* **Directions for this task**: The response must consist of every record, restated word for word.

* **Natural language region descriptions**:

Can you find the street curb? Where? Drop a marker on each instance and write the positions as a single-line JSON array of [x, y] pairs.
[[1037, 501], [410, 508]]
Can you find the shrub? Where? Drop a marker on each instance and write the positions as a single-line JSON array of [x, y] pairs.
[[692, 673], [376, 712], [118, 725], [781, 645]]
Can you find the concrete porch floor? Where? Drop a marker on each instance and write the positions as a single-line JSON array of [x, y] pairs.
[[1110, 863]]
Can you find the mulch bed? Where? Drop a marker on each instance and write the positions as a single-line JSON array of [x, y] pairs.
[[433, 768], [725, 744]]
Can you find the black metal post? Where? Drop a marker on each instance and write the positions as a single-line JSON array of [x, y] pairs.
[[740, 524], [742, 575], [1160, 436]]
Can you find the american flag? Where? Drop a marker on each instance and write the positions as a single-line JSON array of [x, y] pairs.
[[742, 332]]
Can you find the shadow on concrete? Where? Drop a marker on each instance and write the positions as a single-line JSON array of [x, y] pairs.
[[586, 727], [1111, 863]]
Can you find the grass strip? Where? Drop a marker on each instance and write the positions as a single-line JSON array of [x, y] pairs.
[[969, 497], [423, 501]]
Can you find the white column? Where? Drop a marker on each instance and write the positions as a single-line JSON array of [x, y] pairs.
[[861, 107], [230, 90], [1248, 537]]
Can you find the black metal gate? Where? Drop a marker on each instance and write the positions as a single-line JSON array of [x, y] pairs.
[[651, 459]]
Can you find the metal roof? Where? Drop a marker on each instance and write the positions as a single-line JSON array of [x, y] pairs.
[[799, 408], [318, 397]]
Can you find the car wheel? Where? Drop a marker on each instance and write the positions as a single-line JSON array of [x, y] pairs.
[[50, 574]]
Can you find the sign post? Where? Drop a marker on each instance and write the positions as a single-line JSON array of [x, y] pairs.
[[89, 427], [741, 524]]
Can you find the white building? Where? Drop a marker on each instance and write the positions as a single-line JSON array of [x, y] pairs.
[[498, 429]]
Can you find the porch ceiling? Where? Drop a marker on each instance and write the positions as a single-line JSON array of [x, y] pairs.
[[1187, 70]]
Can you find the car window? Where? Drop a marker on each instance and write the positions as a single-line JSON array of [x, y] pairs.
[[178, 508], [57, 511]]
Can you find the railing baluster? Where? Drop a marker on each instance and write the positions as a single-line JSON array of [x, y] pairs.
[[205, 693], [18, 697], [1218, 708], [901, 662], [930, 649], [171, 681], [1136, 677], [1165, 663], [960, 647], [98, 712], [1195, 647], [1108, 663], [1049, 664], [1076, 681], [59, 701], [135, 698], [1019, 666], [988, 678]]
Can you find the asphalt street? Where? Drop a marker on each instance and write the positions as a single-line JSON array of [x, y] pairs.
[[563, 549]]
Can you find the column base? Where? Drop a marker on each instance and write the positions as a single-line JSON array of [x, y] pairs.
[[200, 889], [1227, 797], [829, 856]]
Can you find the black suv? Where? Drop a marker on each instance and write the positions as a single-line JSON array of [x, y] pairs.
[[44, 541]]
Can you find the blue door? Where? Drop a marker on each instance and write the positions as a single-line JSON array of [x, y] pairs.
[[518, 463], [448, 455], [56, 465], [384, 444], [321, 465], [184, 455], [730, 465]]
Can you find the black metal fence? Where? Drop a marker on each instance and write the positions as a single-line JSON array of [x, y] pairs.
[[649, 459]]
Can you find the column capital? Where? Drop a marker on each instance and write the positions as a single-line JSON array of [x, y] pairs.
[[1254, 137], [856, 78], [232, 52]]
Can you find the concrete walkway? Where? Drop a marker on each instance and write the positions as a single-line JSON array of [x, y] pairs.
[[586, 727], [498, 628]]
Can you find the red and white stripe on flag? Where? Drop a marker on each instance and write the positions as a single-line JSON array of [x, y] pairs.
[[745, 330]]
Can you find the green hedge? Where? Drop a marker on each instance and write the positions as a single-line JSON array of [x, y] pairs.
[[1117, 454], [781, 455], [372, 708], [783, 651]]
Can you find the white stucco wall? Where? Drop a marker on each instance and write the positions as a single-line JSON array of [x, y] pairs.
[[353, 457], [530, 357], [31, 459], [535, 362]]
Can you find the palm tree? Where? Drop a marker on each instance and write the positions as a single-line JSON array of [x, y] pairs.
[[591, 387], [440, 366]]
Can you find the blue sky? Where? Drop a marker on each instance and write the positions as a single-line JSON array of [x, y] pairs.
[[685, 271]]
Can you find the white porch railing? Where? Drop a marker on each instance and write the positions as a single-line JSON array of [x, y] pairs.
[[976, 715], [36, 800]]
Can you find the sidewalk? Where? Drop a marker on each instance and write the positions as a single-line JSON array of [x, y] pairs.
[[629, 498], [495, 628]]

* **Exercise result**:
Can you find the street curb? Where? Drop a marker on each instance and write the positions as a single-line JSON array of [x, y] pairs.
[[1037, 501], [410, 508]]
Can you find the shrub? Where? Drop a marker on each instance and write the positions as a single-line JSON array of [x, y] pairs.
[[692, 673], [376, 712], [118, 725], [781, 645]]
Can you find the concrete porch floor? Where? Drop a marker on each instance and write the positions as a single-line JSON array of [x, y] pairs.
[[1110, 863]]
Can you find the mulch bed? Where? Drop a marker on each instance and write the positions as a single-line JSON array of [x, y] pairs.
[[433, 768], [725, 744]]
Can you find the black metal post? Where? Drop a marker on each instance and write the positions as a single-line JSON array of [x, y] pairs.
[[740, 524], [742, 575], [1160, 436]]
Can you find the american flag? Where? Drop a marker on each instance and write the positions as a single-line JSON array of [x, y] pairs.
[[742, 332]]
Can you find the shadow on concrete? Where? Drop a marker on each instance and write the positions as a single-line JSON array of [x, y] pairs.
[[586, 727], [1111, 863]]
Can you find the grass strip? Where? Drop a marker on each instance and write the positions as a single-line JSON array of [x, y] pairs.
[[969, 497], [423, 501]]
Can you find the white column? Where? Drop a marker on each instance and write the positions as a single-line JSON array of [x, y] pairs.
[[861, 107], [230, 90], [1248, 537]]
Can you find the black metal gate? Where? Drop a marker on each instance and write the positions as a single-line JSON array of [x, y] pairs.
[[651, 459]]
Can you find the metal roof? Where? Drop a marker on each instance and write the positions as a single-line JSON array of [x, y] pairs.
[[799, 408], [318, 397]]
Can you find the car wheel? Where? Drop a marker on each instance and write the positions as a single-line JSON array of [x, y] pairs.
[[50, 574]]
Can you find the sign post? Where? Drop a marker on each instance and write the positions as a single-line JSON array of [x, y] pairs.
[[89, 427], [741, 524]]
Can you find the white building? Where? Drop a marker on each instance and write the positions as a single-line JSON array of [x, y] pairs.
[[498, 429]]
Can you find the porch ceiling? Where? Drop a marker on each instance and write the positions as a single-line JSON array of [x, y] pairs.
[[1187, 70]]
Can you find the car window? Where? Drop a marker on each instance and write the positions as a single-line JSON array of [x, y] pairs.
[[178, 508], [57, 511]]
Can you find the railing baluster? Where? Drop a marker on each instance and write the positions as a single-line JSON array of [x, y] pairs.
[[205, 693], [18, 697], [1218, 708], [901, 662], [930, 649], [171, 681], [1136, 677], [1165, 663], [960, 647], [98, 712], [1195, 647], [1108, 663], [1049, 664], [1076, 681], [59, 701], [135, 698], [1019, 666], [988, 678]]
Can you find the asphalt street? Where? Drop a marker on each instance and write the positions as a single-line JSON array of [x, y] pairs.
[[563, 549]]
Can you find the column base? Where? Drop a marker on each instance and write the positions as a single-line JSON array of [x, y] pairs.
[[200, 889], [1227, 797], [829, 856]]
Can you find the black suv? Where? Drop a marker on each instance and write the positions as a single-line JSON array of [x, y] pairs.
[[44, 541]]
Can you find the blue door? Where? Drop a marker on each instance and write the positions as a single-line JSON array of [x, y] pairs.
[[518, 463], [448, 455], [56, 465], [384, 444], [321, 465], [184, 455], [730, 465]]
Can you find the black metal fence? Where? Drop a marker on each instance and write the positions as a single-line JSON array of [x, y] pairs.
[[649, 459]]
Can you find the column capital? Where? Drop a marker on each instance and write the positions as a single-line JSON array of [x, y] pairs.
[[1254, 137], [856, 78], [232, 52]]
Can you find the concrete walkway? Where? Drop a marker on each instance and write the positions as a single-line JSON array of [x, y] pairs.
[[586, 727], [498, 628]]
Can you find the red and white stripe on flag? Where? Drop a marker on each instance and write the positions as a single-line JSON array of [x, y] pairs.
[[745, 330]]
Can you find the green hedge? Where? Drop a marker on each instance and write the positions as a single-line JSON array of [x, y] pairs.
[[1117, 454], [781, 455], [372, 708], [783, 651]]
Can you find the white stucco wall? Where? Drop a marker on each instance and write the positions as a single-line JSON array of [x, y] pairs.
[[353, 457], [530, 357], [31, 459], [535, 362]]
Can you find the palm tree? Where? Drop a marker on each instance and write the positions as a single-line JSON array of [x, y] pairs.
[[591, 387], [440, 366]]
Can you find the blue sky? Where? Drop a marker on each instance and write the positions as a single-line JSON array of [x, y] pairs.
[[685, 271]]
Can you find the white porch railing? Where? Drop a marker on each instance and write the positions as a single-line JSON array of [x, y] pairs.
[[976, 715], [36, 800]]
Can you find the sidewalk? Where? Drop a marker on each instance and write the positions as a single-line JSON array of [x, y] pairs.
[[629, 498], [495, 628]]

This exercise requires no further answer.